● **AIM OF THE TASK**
Set down the final stretch of the data, from the line that holds "indicate the black spot" through the last line, both included, with pictures left out.
-- START MATERIAL SHOWN --
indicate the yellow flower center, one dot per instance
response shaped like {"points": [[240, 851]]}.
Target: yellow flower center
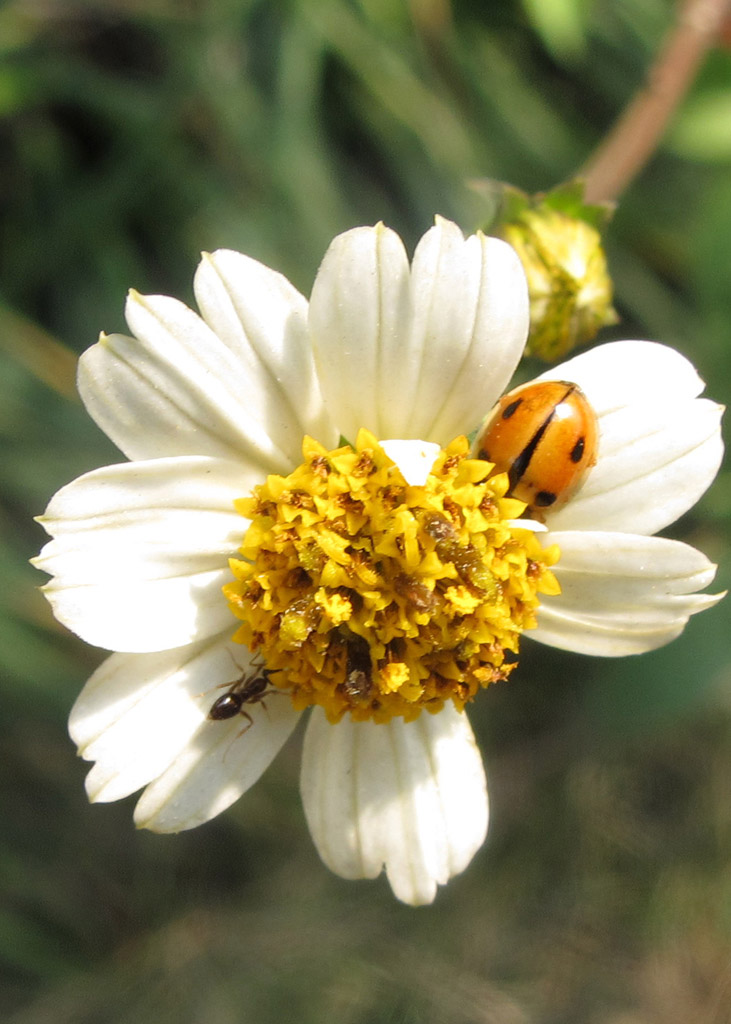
{"points": [[371, 596]]}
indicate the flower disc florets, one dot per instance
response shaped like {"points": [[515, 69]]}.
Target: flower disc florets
{"points": [[369, 595]]}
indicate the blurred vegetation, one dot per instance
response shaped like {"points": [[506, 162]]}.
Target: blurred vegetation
{"points": [[133, 133]]}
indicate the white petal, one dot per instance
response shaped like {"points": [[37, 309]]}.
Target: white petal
{"points": [[137, 712], [220, 763], [470, 306], [140, 551], [621, 594], [177, 389], [424, 355], [659, 446], [407, 797], [630, 371], [263, 321], [414, 459], [358, 322]]}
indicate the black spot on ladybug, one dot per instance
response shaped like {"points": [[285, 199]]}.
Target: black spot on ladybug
{"points": [[544, 499], [577, 451]]}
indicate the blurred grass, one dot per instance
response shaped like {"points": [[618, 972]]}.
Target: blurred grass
{"points": [[134, 134]]}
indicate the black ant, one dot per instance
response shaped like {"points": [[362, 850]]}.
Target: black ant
{"points": [[243, 691]]}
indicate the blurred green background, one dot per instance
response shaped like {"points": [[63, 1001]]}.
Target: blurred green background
{"points": [[133, 134]]}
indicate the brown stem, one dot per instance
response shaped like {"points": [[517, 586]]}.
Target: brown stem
{"points": [[634, 137]]}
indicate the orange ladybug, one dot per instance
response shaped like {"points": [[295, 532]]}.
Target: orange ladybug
{"points": [[544, 435]]}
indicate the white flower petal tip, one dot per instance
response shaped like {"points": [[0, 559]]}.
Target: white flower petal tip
{"points": [[418, 351], [532, 524], [622, 594], [659, 444], [411, 798], [222, 761], [414, 459], [144, 719]]}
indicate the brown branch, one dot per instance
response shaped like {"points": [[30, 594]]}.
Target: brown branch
{"points": [[634, 137]]}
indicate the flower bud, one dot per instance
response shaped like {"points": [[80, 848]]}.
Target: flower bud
{"points": [[568, 282]]}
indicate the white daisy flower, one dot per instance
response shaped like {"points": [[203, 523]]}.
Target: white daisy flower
{"points": [[244, 565]]}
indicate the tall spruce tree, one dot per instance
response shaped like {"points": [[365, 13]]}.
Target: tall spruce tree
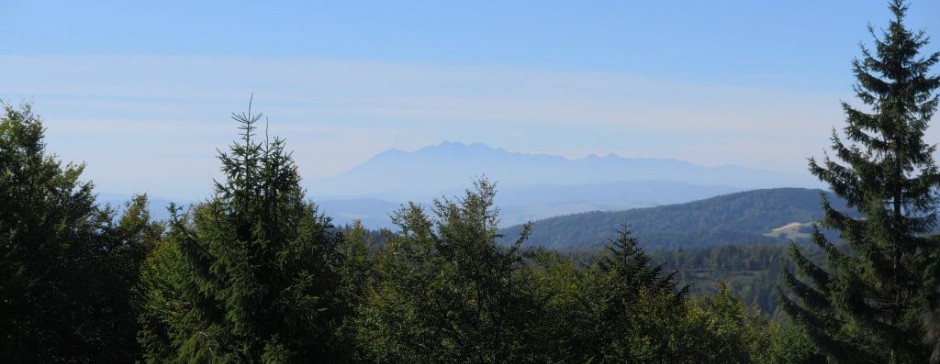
{"points": [[250, 275], [864, 304], [68, 268], [446, 292]]}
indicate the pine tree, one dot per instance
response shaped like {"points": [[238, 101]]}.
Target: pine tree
{"points": [[446, 291], [68, 269], [639, 309], [864, 304], [250, 275]]}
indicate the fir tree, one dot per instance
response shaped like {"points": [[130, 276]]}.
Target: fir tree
{"points": [[864, 304], [250, 275], [446, 292], [68, 269]]}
-- END MATERIAL SHOWN --
● **RESULT OF THE TASK**
indicate the black spot on ladybug, one dot per instance
response shaped like {"points": [[285, 199]]}.
Target: black spot on ladybug
{"points": [[544, 499], [577, 451]]}
indicate the blurred grass, one dot per instance
response shaped like {"points": [[618, 972]]}.
Target: blurred grass
{"points": [[134, 134]]}
indicate the black ant, one dot per instance
response shaped like {"points": [[362, 850]]}.
Target: black ant
{"points": [[243, 691]]}
indicate the blurred green background, one dot per instance
response shaped like {"points": [[63, 1001]]}.
Target: blurred green background
{"points": [[133, 134]]}
indicate the brown stem, one dot per instance
response shaped like {"points": [[517, 586]]}.
Target: brown stem
{"points": [[634, 137]]}
indicate the orange ladybug, one dot per instance
response shaped like {"points": [[295, 532]]}.
Target: orange ladybug
{"points": [[544, 435]]}
indicate the white flower petal tip, one dot per instance
response shaped like {"points": [[0, 559]]}.
Target: white flower petal tip
{"points": [[418, 351], [532, 524], [622, 594], [659, 444], [411, 798], [222, 761], [414, 459], [144, 719]]}
indicate the brown branch, one dot per instance
response shaped like {"points": [[30, 594]]}.
Target: brown branch
{"points": [[634, 137]]}
indicate the flower bud, one dot per instance
response shaped like {"points": [[80, 848]]}.
Target: flower bud
{"points": [[568, 282]]}
indicate the white daisy flower, one dot per instance
response shaped like {"points": [[203, 523]]}.
Target: white daisy flower
{"points": [[244, 565]]}
indicate the tall spruce tree, one dot per instance
response shaped like {"points": [[365, 13]]}.
Target: tall spruce tree
{"points": [[250, 275], [864, 304], [68, 268], [446, 292]]}
indicate the pine tree, one dot per instance
response shaped like {"points": [[238, 101]]}.
Target: pine tree
{"points": [[446, 291], [68, 269], [639, 309], [864, 304], [250, 275]]}
indicate the fir tree, one dot per instance
response shaped like {"points": [[130, 276]]}.
Target: fir tree
{"points": [[864, 304], [250, 275], [446, 292], [68, 269]]}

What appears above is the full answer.